TO DO:
Below are the records; copy every line in them that holds the string "white".

Saved entries:

=== Section Start ===

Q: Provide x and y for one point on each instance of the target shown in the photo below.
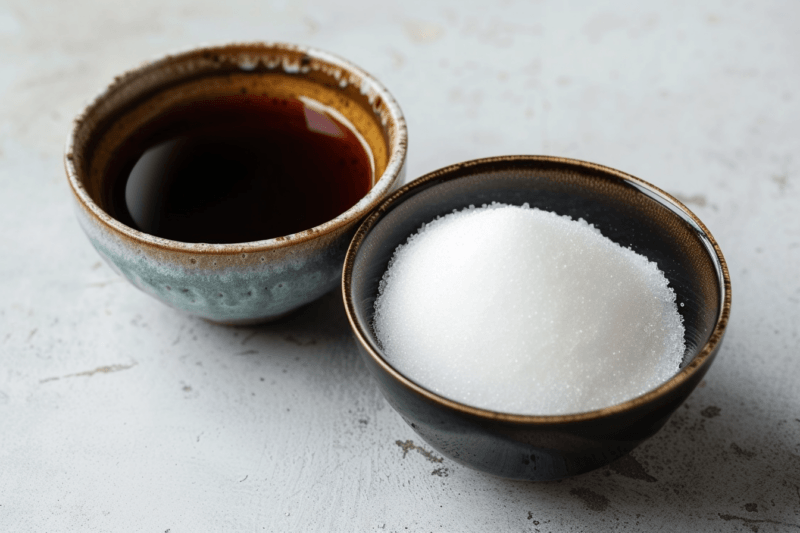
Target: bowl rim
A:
(369, 85)
(697, 364)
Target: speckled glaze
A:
(627, 210)
(246, 282)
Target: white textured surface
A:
(160, 422)
(523, 311)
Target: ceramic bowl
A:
(245, 282)
(625, 209)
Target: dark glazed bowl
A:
(625, 209)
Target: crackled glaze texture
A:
(232, 283)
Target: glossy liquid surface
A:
(236, 169)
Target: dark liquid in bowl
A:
(236, 169)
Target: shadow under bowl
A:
(625, 209)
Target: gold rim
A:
(683, 375)
(382, 185)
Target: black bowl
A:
(627, 210)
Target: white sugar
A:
(523, 311)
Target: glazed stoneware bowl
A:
(244, 282)
(625, 209)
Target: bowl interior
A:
(274, 70)
(626, 210)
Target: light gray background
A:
(119, 414)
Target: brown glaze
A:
(244, 282)
(629, 211)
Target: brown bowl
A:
(244, 282)
(627, 210)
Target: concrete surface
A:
(119, 414)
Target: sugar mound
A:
(524, 311)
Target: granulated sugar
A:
(523, 311)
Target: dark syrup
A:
(236, 169)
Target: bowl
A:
(627, 210)
(245, 282)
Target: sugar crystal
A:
(523, 311)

=== Section End ===

TASK RESPONSE:
Target: white textured surface
Target: white sugar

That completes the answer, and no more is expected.